* **PASSAGE GIVEN**
-- START --

Re: how to ignore NA with "NA" or "NULL"

jeff6868
Thanks again but my errors are still here. Is it maybe coming from the next fonction (I combinate these 2 functions but I thought it was coming from the first one):

process.all <- function(df.list, mat){
       
        f <- function(station)
             na.fill(df.list[[ station ]], df.list[[ max.cor[station] ]])
                         
        g <- function(station){
        x <- df.list[[station]]
        if(any(is.na(x[1:8700,1]))){
            mat[row(mat) == col(mat)] <- -Inf
            nas <- which(is.na(x[1:8700,1]))
            ord <- order(mat[station, ], decreasing = TRUE)[-c(1, ncol(mat))]
            for(y in ord){                          
                if(all(!is.na(df.list[[y]][1:8700,1][nas]))){
                    xx <- df.list[[y]][1:8700,1]
                    new <- data.frame(xx=xx)
                    x[1:8700,1][nas] <- predict(lm(x[1:8700,1]~xx, na.action=na.exclude), new)[nas]
                    break
                }
            }
        }
        x
    }            
       
        n <- length(df.list)
        nms <- names(df.list)
        max.cor <- sapply(seq.int(n), get.max.cor, corhiver2008capt1)
        df.list <- lapply(seq.int(n), f)
        df.list <- lapply(seq.int(n), g)
        names(df.list) <- nms
        df.list
    }

    refill <- process.all(lst, corhiver2008capt1)
    refill <- as.data.frame(refill)

The error is when "refill" is created. It applies "process.all" in which "na.fill" is also used. Do you see perhaps any error or missing code which could create this NA problem when I introduce "only NAs" files?
Reply | Threaded
Open this post in threaded view
|  
Report Content as Inappropriate
star

Re: how to ignore NA with "NA" or "NULL"

Rui Barradas
Hello,

I believe the error is in function 'g'. If I'm right, follow these steps

1. Just before the first if include
flag <- TRUE
2. Just before for(y in ord) include
flag <- FALSE
3. Just before break include
flag <- TRUE
3. Change the return value form simply x to
if(flag) x else NA


The code loops through the ordered matrix until it finds no NAs in the
respective df.list element. Nothing guarantees that there are such list
elements. The changes above check it by setting a flag.

Rui Barradas

Em 05-06-2012 10:54, jeff6868 escreveu:

> Thanks again but my errors are still here. Is it maybe coming from the next
> fonction (I combinate these 2 functions but I thought it was coming from the
> first one):
>
> process.all<- function(df.list, mat){
>
>          f<- function(station)
>               na.fill(df.list[[ station ]], df.list[[ max.cor[station] ]])
>
>          g<- function(station){
>          x<- df.list[[station]]
>          if(any(is.na(x[1:8700,1]))){
>              mat[row(mat) == col(mat)]<- -Inf
>              nas<- which(is.na(x[1:8700,1]))

-- END --

Dataset records:
-- START --

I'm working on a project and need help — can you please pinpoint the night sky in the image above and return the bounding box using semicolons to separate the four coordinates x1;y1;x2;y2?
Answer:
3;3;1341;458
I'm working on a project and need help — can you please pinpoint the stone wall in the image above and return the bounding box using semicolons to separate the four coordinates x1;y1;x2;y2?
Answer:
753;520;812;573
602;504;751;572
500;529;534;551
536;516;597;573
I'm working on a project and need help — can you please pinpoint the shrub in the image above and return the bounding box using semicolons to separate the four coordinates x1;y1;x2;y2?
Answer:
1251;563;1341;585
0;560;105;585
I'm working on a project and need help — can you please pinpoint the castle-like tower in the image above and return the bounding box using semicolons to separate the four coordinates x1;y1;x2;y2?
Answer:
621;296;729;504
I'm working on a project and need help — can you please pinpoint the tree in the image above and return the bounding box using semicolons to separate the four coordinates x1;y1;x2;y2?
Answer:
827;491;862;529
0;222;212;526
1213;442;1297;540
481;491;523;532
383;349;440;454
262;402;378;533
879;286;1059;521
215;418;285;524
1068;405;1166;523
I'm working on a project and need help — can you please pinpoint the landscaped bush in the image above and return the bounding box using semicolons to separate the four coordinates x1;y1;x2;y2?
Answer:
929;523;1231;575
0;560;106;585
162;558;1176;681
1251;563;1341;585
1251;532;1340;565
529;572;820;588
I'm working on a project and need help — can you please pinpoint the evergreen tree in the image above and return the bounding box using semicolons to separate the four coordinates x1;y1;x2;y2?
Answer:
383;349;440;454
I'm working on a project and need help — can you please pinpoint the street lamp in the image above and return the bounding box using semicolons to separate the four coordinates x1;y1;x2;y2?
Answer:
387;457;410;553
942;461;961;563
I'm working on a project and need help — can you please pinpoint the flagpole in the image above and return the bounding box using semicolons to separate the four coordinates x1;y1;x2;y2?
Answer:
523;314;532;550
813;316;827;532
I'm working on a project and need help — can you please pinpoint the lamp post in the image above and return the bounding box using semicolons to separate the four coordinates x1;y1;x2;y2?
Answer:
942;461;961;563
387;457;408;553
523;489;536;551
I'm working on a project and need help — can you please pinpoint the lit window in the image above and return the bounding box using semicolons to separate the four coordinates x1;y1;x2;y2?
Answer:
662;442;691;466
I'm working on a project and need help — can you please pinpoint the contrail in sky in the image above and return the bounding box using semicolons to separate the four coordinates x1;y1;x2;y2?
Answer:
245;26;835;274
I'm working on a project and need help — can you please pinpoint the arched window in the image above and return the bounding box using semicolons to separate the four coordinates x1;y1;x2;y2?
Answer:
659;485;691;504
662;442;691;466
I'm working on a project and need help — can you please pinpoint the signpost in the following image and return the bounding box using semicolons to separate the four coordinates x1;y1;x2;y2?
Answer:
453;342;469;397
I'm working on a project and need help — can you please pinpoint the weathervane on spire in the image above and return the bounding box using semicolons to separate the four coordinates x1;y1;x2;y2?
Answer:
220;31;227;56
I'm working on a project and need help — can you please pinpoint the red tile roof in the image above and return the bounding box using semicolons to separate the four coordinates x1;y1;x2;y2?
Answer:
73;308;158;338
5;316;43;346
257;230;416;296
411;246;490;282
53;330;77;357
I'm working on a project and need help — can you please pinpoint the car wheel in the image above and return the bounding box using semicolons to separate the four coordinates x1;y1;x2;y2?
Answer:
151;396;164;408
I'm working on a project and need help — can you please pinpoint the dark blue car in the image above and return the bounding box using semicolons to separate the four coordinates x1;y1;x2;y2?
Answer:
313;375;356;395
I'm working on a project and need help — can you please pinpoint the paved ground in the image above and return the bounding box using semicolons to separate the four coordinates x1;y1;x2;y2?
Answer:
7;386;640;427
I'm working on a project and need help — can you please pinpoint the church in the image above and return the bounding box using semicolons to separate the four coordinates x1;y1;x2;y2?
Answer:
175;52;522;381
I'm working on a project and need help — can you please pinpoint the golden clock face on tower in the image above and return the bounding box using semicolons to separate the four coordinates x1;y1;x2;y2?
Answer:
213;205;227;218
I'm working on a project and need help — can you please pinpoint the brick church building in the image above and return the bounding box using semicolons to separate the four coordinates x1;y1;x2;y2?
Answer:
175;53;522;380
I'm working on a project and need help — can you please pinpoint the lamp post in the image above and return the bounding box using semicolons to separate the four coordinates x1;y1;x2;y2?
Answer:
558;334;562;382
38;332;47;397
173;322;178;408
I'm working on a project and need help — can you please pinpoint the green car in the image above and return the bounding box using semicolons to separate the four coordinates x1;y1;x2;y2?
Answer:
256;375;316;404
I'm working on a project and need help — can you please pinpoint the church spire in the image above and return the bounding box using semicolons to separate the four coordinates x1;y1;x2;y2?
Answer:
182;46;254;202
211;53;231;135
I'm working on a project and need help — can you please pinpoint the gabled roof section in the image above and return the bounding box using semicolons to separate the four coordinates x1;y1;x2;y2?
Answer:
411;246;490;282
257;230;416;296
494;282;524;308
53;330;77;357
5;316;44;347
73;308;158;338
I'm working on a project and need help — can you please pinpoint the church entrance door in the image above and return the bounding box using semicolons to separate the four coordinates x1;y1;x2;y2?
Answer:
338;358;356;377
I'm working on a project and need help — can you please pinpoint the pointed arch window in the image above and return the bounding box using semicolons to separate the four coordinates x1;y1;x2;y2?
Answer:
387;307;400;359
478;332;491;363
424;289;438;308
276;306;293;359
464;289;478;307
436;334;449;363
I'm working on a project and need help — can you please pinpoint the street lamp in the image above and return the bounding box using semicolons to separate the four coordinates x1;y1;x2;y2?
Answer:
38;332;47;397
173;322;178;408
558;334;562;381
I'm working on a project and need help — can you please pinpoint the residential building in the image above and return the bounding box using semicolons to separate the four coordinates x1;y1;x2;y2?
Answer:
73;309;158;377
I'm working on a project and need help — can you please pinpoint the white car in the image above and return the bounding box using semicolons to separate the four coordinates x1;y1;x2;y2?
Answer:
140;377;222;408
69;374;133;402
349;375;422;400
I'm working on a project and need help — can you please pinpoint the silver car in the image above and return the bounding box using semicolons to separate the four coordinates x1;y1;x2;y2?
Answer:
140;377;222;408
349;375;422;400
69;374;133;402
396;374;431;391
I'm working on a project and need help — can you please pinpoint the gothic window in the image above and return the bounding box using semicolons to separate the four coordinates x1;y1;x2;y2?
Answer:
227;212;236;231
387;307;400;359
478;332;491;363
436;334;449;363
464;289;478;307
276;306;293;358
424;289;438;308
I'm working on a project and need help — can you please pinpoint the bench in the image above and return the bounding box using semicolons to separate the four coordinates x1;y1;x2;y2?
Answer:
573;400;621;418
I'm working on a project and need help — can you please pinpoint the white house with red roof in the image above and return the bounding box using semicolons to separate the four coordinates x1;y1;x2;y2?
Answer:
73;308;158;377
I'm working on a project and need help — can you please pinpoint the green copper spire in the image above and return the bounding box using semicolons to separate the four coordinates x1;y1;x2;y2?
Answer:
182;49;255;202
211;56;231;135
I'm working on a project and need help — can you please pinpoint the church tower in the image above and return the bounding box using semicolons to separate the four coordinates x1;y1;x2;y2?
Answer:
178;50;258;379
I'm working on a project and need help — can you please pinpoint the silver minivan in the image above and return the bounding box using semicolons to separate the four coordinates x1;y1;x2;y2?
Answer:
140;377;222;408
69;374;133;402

-- END --

* **AIM 1**
Translate this sentence from the forum thread on NA handling in R into Spanish: "Nothing guarantees that there are such list elements."
* **AIM 2**
Transcribe the forum thread on NA handling in R, starting at "nms <- names(df.list)" and ending at "<- lapply(seq.int(n), g)".
* **AIM 3**
Go on with the forum thread on NA handling in R from the point where it stops.

* **TASK RESULT 1**
Nada garantiza que existan tales elementos de la lista.

* **TASK RESULT 2**
nms <- names(df.list)
        max.cor <- sapply(seq.int(n), get.max.cor, corhiver2008capt1)
        df.list <- lapply(seq.int(n), f)
        df.list <- lapply(seq.int(n), g)

* **TASK RESULT 3**
>              ord<- order(mat[station, ], decreasing = TRUE)[-c(1,
> ncol(mat))]
>              for(y in ord){
>                  if(all(!is.na(df.list[[y]][1:8700,1][nas]))){
>                      xx<- df.list[[y]][1:8700,1]
>                      new<- data.frame(xx=xx)
>                      x[1:8700,1][nas]<- predict(lm(x[1:8700,1]~xx,
> na.action=na.exclude), new)[nas]
>                      break
>                  }
>              }
>          }
>          x
>      }
>
>          n<- length(df.list)
>          nms<- names(df.list)
>          max.cor<- sapply(seq.int(n), get.max.cor, corhiver2008capt1)
>          df.list<- lapply(seq.int(n), f)
>          df.list<- lapply(seq.int(n), g)
>          names(df.list)<- nms
>          df.list
>      }
>
>      refill<- process.all(lst, corhiver2008capt1)
>      refill<- as.data.frame(refill)
>
> The error is when "refill" is created. It applies "process.all" in which
> "na.fill" is also used. Do you see perhaps any error or missing code which
> could create this NA problem when I introduce "only NAs" files?
>
> --
> View this message in context: http://r.789695.n4.nabble.com/how-to-ignore-NA-with-NA-or-NULL-tp4632287p4632388.html
> Sent from the R help mailing list archive at Nabble.com.
>
> ______________________________________________
> [hidden email] mailing list
> https://stat.ethz.ch/mailman/listinfo/r-help
> PLEASE do read the posting guide http://www.R-project.org/posting-guide.html
> and provide commented, minimal, self-contained, reproducible code.

______________________________________________
[hidden email] mailing list
https://stat.ethz.ch/mailman/listinfo/r-help
PLEASE do read the posting guide http://www.R-project.org/posting-guide.html
and provide commented, minimal, self-contained, reproducible code.
Reply | Threaded
Open this post in threaded view
|  
Report Content as Inappropriate
star

Re: how to ignore NA with "NA" or "NULL"

jeff6868
This post was updated on .
Hello,

I added your flags in my code but there are still errors.
Actually I tried some things:

- in function "na.fill", I changed:
if(all(!is.na(y[1:8700,1])))  return(NA)  to if(all(!is.finite(y[1:8700,1])))  return(y)
In order to have this file unchanged.

It has removed my dimension problem. I don't have errors anymore in:
 refill <- process.all(lst, corhiver2008capt1) but  just some "message d'avis" readable with warnings()

Then I noticed in "refill" (the object which should be filled with my code) that files containing only NAs are turned as NULL in this object. So I have 0 rows for these objects instead of having them unchanged (35000 rows).
So when I transform it to data.frame, it doesn't work because of a new dimension problem due to these NULL files.

But I don't understand where these files have been turned as NULL in my code. I know that as I'm working on a list:
lst <- lapply(list.files(pattern="\\_2008_nettoye.csv$"), read.table,sep=";", header=TRUE, stringsAsFactors=FALSE)

dim(lst) is NULL but all my data is correctly inside and it was working before I introduce some NA files.

Could you maybe tell me how can I have in output my "only NA files" not as NULL but kept unchanged like at the beginning?

Thanks again.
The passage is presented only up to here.